Provided passage:
Side effects and adverse events were collected for all 32 patients receiving mNGF treatment. Local pain at the injection site was the most frequent side effect of mNGF injection, which was reported in 20/32 (62.5%) patients. However, the pain could be gradually relieved after the treatment course. Four out of 32 patients (12.5%) reported intermittent headaches and dizziness, which also disappeared in a short period after mNGF use. A rare adverse event was reported in a 35-year-old male patient, who experienced diarrhea up to more than ten times per day after the first injection. The stool was normal in shape and the patient did not have abdominal pain or any other gastrointestinal symptom. The patient also reported a chronic diarrhea history of 4–5 times per day before the onset of ALS. A colonoscopy was applied; however, no significant intestinal abnormality was observed. The patient stopped mNGF injection and the frequency of diarrhea decreased accordingly. In spite of the clinician's suggestion to stop the mNGF treatment, they continued the injection several days later and their diarrhea symptom was relieved 4–5 times per day. No patients treated with the first course of mNGF reported any remarkable adverse events that led to the discontinuation of the injections. Not any significant adverse events were observed after the first course of mNGF treatment.

Exercise tasks:
a – In the mNGF side-effects passage, condense the paragraph beginning "Side effects and adverse events were collected" into a bulleted list that keeps its main facts.
b – Translate this sentence from the mNGF side-effects passage into Spanish: "Four out of 32 patients (12.5%) reported intermittent headaches and dizziness, which also disappeared in a short period after mNGF use."

Supplied information:
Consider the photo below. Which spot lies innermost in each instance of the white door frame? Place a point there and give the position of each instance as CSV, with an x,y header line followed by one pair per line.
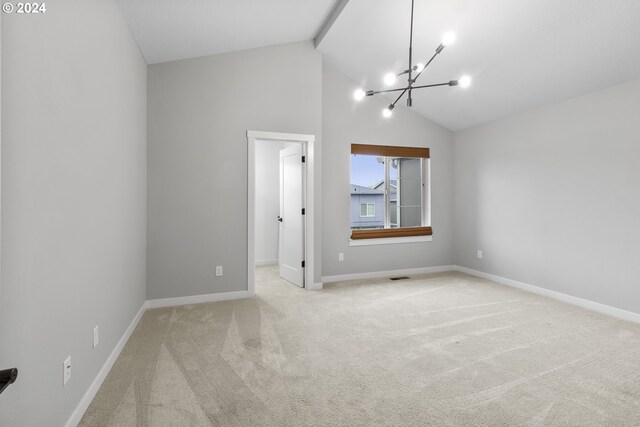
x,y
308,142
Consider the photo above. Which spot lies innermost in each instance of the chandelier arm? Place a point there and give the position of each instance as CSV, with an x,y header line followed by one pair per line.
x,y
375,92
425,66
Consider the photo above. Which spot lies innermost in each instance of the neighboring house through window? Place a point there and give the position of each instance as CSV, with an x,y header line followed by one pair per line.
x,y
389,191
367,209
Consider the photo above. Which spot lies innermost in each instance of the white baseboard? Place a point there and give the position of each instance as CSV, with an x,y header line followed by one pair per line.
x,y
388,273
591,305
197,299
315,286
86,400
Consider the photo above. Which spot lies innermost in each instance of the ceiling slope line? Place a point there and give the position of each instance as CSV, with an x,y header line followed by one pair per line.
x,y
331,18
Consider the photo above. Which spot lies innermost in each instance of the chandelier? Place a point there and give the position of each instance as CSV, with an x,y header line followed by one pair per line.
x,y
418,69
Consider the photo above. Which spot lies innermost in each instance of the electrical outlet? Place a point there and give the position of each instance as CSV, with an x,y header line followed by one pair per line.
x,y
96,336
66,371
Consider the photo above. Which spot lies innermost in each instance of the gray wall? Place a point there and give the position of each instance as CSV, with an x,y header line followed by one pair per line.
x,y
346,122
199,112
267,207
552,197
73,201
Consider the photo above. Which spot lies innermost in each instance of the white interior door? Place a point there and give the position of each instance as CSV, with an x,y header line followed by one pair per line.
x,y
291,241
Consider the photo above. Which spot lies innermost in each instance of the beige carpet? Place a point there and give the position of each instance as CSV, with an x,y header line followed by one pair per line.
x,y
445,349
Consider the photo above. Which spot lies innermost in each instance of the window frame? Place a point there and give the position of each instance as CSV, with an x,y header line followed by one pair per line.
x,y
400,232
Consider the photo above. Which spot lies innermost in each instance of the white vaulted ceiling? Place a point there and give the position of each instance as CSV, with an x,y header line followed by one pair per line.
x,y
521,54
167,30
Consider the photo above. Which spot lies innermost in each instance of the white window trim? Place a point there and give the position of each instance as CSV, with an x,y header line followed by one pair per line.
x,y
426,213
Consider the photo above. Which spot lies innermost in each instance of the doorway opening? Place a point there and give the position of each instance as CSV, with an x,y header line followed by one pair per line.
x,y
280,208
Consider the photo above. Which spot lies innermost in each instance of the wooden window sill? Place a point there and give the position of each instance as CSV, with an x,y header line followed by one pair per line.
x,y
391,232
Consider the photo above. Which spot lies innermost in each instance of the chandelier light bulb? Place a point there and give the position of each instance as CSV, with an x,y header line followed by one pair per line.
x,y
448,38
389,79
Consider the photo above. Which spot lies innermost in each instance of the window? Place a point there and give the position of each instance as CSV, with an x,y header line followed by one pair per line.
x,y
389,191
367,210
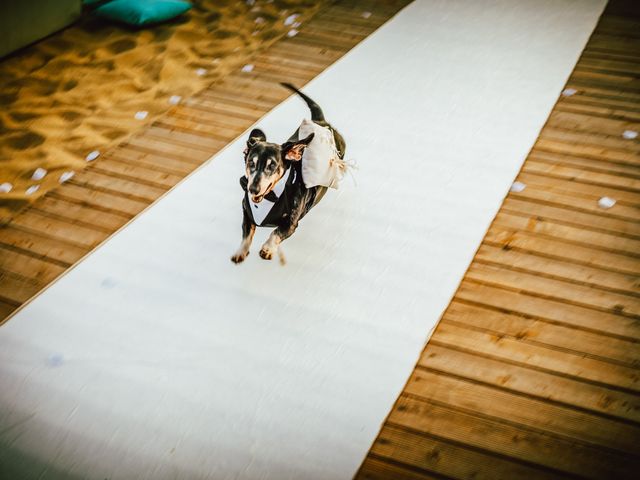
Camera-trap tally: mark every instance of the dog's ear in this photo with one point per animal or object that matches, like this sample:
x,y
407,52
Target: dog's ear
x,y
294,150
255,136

Your written answers:
a –
- Side effects and adverse events were collected for all 32 patients receiving mNGF.
- Local pain at the injection site was the most frequent side effect, reported by 20/32 (62.5%) patients. It was gradually relieved after the treatment course.
- Four of 32 patients (12.5%) had intermittent headaches and dizziness, which disappeared shortly after mNGF use.
- One rare adverse event occurred in a 35-year-old man:
  - He had diarrhea more than ten times a day after the first injection. His stool was normal in shape, and he had no abdominal pain or other gastrointestinal symptoms.
  - He had a history of chronic diarrhea 4–5 times a day before ALS onset.
  - A colonoscopy showed no significant intestinal abnormality.
  - The frequency of diarrhea dropped when he stopped the injections.
  - Against the clinician's advice, he resumed the injections several days later, and his diarrhea was relieved to 4–5 times a day.
- No patient in the first course of mNGF had remarkable adverse events that led to stopping the injections.
- No significant adverse events were observed after the first course.

b – Cuatro de los 32 pacientes (12,5 %) refirieron cefaleas intermitentes y mareos, que también desaparecieron en un breve período tras el uso de mNGF.